§ **Exercise aim**:
Put every one of the entries below into a numbered list, leaving out any blank lines.

Excerpts from a dataset on pointing at objects
+++++

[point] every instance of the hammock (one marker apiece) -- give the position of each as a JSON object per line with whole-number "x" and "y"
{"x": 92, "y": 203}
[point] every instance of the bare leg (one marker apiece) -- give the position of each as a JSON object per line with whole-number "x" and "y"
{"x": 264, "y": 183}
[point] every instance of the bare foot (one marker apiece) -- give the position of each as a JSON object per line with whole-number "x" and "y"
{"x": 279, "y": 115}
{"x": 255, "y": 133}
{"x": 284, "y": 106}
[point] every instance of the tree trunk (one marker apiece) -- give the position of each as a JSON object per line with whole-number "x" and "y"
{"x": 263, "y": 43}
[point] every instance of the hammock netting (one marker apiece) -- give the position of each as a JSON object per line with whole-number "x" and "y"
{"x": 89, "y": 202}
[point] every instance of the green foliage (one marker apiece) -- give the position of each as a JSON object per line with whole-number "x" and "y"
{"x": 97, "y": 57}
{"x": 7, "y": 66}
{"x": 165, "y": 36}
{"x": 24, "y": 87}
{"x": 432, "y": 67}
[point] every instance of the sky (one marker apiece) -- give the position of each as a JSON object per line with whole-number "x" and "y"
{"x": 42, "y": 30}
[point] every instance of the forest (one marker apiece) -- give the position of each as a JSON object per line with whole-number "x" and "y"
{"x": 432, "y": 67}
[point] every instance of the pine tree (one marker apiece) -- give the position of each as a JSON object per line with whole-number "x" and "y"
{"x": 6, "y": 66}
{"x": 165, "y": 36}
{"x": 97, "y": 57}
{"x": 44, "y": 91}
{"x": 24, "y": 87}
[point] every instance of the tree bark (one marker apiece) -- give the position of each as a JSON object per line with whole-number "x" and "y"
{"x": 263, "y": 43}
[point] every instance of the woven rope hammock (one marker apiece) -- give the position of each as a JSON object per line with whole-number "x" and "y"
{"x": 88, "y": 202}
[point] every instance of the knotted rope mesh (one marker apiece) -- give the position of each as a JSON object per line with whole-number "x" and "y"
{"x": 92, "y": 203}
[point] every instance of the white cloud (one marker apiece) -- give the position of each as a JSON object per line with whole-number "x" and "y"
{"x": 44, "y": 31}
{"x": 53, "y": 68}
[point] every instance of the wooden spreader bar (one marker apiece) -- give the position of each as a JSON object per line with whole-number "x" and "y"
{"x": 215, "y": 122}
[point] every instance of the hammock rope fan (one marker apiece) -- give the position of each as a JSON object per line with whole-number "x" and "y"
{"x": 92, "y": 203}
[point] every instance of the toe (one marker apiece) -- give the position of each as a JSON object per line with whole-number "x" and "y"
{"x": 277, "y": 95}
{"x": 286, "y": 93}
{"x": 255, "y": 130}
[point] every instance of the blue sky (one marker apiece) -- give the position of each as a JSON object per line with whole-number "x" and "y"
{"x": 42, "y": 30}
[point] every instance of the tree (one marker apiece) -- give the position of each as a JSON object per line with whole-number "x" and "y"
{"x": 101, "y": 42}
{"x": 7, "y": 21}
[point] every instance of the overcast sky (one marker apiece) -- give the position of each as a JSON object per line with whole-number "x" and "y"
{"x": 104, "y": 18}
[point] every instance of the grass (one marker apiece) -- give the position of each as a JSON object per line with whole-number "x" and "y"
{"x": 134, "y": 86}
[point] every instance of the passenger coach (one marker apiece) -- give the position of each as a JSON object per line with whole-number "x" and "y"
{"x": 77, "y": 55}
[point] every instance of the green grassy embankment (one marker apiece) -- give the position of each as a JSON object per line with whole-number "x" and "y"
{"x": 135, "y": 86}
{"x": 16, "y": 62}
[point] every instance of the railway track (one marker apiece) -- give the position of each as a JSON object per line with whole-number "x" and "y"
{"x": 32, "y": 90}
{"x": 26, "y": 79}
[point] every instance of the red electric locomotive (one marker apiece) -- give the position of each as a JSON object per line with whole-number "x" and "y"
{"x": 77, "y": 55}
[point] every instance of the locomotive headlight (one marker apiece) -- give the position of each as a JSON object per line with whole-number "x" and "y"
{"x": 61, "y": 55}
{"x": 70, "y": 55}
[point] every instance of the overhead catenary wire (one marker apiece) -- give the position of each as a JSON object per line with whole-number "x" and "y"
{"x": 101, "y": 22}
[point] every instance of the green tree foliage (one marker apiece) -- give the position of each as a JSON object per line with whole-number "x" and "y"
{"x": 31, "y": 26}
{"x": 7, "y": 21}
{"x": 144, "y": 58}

+++++

§ **Task output**:
1. [point] every instance of the hammock (one marker apiece) -- give the position of each as a JSON object per line with whole-number "x" and "y"
2. {"x": 92, "y": 203}
3. [point] every instance of the bare leg (one marker apiece) -- give the position of each as a JSON object per line with whole-number "x" and "y"
4. {"x": 264, "y": 183}
5. [point] every instance of the bare foot (one marker apiece) -- give the position of each as a JSON object per line with whole-number "x" and "y"
6. {"x": 279, "y": 115}
7. {"x": 255, "y": 133}
8. {"x": 284, "y": 106}
9. [point] every instance of the tree trunk (one marker apiece) -- give the position of each as a JSON object per line with whole-number "x" and "y"
10. {"x": 263, "y": 43}
11. [point] every instance of the hammock netting (one marker apiece) -- give the position of each as a JSON object per line with whole-number "x" and "y"
12. {"x": 89, "y": 202}
13. [point] every instance of the green foliage (one marker apiece) -- give the position of each as a JSON object per line with whole-number "x" and "y"
14. {"x": 97, "y": 57}
15. {"x": 7, "y": 66}
16. {"x": 165, "y": 36}
17. {"x": 24, "y": 87}
18. {"x": 432, "y": 67}
19. [point] every instance of the sky (one marker apiece) -- give the position of each as a JSON object per line with whole-number "x" and "y"
20. {"x": 42, "y": 30}
21. [point] every instance of the forest (one marker apiece) -- give the position of each as a JSON object per line with whole-number "x" and "y"
22. {"x": 432, "y": 67}
23. [point] every instance of the pine tree (one marker apiece) -- give the position of each as a JSON object per line with whole-number "x" and "y"
24. {"x": 6, "y": 66}
25. {"x": 165, "y": 36}
26. {"x": 97, "y": 57}
27. {"x": 44, "y": 91}
28. {"x": 24, "y": 87}
29. [point] every instance of the tree bark (one marker apiece) -- give the position of each as a JSON object per line with whole-number "x" and "y"
30. {"x": 263, "y": 43}
31. [point] every instance of the woven rope hammock (one marker apiece) -- give the position of each as a JSON object per line with whole-number "x" and "y"
32. {"x": 88, "y": 202}
33. [point] every instance of the knotted rope mesh (one marker apiece) -- give the position of each as a JSON object per line with whole-number "x" and "y"
34. {"x": 92, "y": 203}
35. [point] every instance of the white cloud (one marker apiece) -- give the position of each as a JSON object per line with whole-number "x" and "y"
36. {"x": 44, "y": 31}
37. {"x": 53, "y": 68}
38. [point] every instance of the wooden spreader bar (one marker apiece) -- give the position of each as a JSON object per line with whole-number "x" and "y"
39. {"x": 215, "y": 122}
40. [point] every instance of the hammock rope fan (one marker apiece) -- give the position of each as a JSON object per line with whole-number "x" and "y"
41. {"x": 92, "y": 203}
42. [point] every instance of the toe (one marker apiece) -- give the position of each as a JSON object per line with whole-number "x" and "y"
43. {"x": 277, "y": 95}
44. {"x": 286, "y": 93}
45. {"x": 255, "y": 130}
46. [point] every instance of the blue sky (one marker apiece) -- give the position of each as a JSON object per line with whole-number "x" and "y"
47. {"x": 42, "y": 30}
48. [point] every instance of the tree (one marker apiece) -- give the position of each as a JSON object per line with whole-number "x" and "y"
49. {"x": 101, "y": 42}
50. {"x": 7, "y": 21}
51. [point] every instance of the overcast sky (one marker apiece) -- give the position of each as a JSON object per line with whole-number "x" and "y"
52. {"x": 104, "y": 18}
53. [point] every instance of the grass (one marker apiece) -- give the position of each as a JSON object per line with whole-number "x" and "y"
54. {"x": 134, "y": 86}
55. [point] every instance of the passenger coach (one marker apiece) -- give the position of each as a JSON object per line with whole-number "x" and "y"
56. {"x": 77, "y": 55}
57. [point] every instance of the green grassy embankment (one marker apiece) -- give the position of each as a JSON object per line with whole-number "x" and "y"
58. {"x": 135, "y": 86}
59. {"x": 16, "y": 62}
60. [point] every instance of the railway track (one marker apiece) -- give the position of each as a JSON object per line with whole-number "x" and "y"
61. {"x": 32, "y": 90}
62. {"x": 26, "y": 79}
63. [point] every instance of the red electric locomotive (one marker apiece) -- give the position of each as a JSON object per line with whole-number "x" and "y"
64. {"x": 77, "y": 55}
65. [point] every instance of the locomotive headlight (one marker apiece) -- give the position of each as a JSON object per line with whole-number "x" and "y"
66. {"x": 61, "y": 55}
67. {"x": 70, "y": 55}
68. [point] every instance of the overhead catenary wire (one marker apiece) -- give the position of each as a JSON object per line with whole-number "x" and "y"
69. {"x": 101, "y": 22}
70. [point] every instance of the green tree foliage (one marker apiece) -- give the position of each as a JSON object per line with whole-number "x" and "y"
71. {"x": 31, "y": 26}
72. {"x": 7, "y": 21}
73. {"x": 144, "y": 58}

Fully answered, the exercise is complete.